**CONSEGNA**
Riprendi l'intervista su Forza Italia e le elezioni europee riportata qui sotto e proseguila dopo l'ultima risposta.

**ESTRATTO**
----

Dovrete trattare con loro.
«Lavoreremo per trovare un accordo e dialogheremo anche con loro, certo. L’Europa non è la fotocopia dell’Italia e gli europarlamentari italiani del gruppo liberal potranno svolgere un ruolo importante. In ogni caso il Partito popolare europeo resterà centrale. Nessuna maggioranza può essere fatta senza il Ppe».

Alle Europee i partiti del centrodestra si presenteranno comunque in competizione, perché così consiglia di fare quel sistema elettorale. In che modo voi di Forza Italia vi differenzierete dai vostri alleati?
«Ciò che conta non è la gara all’interno del centrodestra, ma avere un disegno politico con un minimo comun denominatore. Ognuno di noi appartiene ad una famiglia europea diversa.
Forza Italia sta nel Ppe ed è il ee centro del centrodestra italiano: siamo un partito liberale, garantista, riformista e cattolico. Il nostro compito, quindi, è occupare lo spazio politico dal quale la sinistra si sta ritirando».

Credete che l’arrivo di Elly Schlein alla guida del Pd vi farà guadagnare elettori?
«Il Pd è passato da un ex democristiano a una che viene dalla sinistra del partito democratico, e io non credo che gli elettori ex democristiani o ex socialisti si ritrovino nelle posizioni assunte dalla segreteria Schlein. Forza Italia, il centro del centrodestra, è ormai anche il centro del centrosinistra. Non lo dico per polemica, sto solo fotografando la situazione».

----

**DATI DA ANALIZZARE**

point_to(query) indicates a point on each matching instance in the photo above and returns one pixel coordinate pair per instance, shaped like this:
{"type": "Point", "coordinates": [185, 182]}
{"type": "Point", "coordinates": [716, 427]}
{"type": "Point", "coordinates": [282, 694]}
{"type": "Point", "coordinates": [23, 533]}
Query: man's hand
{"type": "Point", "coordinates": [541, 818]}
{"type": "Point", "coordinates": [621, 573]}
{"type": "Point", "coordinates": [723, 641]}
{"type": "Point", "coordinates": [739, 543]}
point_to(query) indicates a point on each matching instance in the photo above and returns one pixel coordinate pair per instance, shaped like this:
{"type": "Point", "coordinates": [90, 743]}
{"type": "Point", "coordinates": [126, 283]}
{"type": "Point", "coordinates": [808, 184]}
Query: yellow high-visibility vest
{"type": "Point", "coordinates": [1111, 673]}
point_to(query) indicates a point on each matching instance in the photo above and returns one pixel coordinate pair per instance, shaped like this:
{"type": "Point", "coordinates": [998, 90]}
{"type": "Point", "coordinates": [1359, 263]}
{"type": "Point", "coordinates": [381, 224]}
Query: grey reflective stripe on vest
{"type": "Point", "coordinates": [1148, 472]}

----

**RISPOSTA**
Sondaggi alla mano, il Pd qualche punto lo sta conquistando.
«Togliendolo ai Cinque Stelle, non recuperandolo al centro. Oggi il Pd non rappresenta più il centro del centrosinistra, ma solo la sinistra. Lo confermano gli esponenti moderati che lo abbandonano, per entrare in Forza Italia, come fatto Caterina Chinnici, o per andare altrove».

Dovevano farlo Renzi e Calenda, il centro del centrosinistra.
«Il terzo polo non è mai stato un progetto politico. Era un’operazione elettorale e si è conclusa nel modo che abbiamo visto. Non può esistere un centro alternativo a Forza Italia, è dal 1994 che lo ripetiamo. Regolarmente salta fuori qualcuno che dice che non è così, ma finisce sempre per dimostrare che abbiamo ragione noi. Anche adesso i sondaggi ci danno in crescita, da ultimo quello pubblicato sabato da Repubblica».

Vi aspettate altri ingressi, dopo quello della Chinnici?
«Ci sono discussioni in corso. Le nostre porte sono aperte, ma non a tutti. Vogliamo persone di qualità e che credano nel nostro progetto. Possono anche venire da altre parti: che uno cambi idea ci sta, purché non lo faccia ogni cinque minuti. Forza Italia non è un taxi».

Venerdì e sabato, a Milano, vi riunirete in convention. Che senso ha per il vostro partito, in un momento come questo?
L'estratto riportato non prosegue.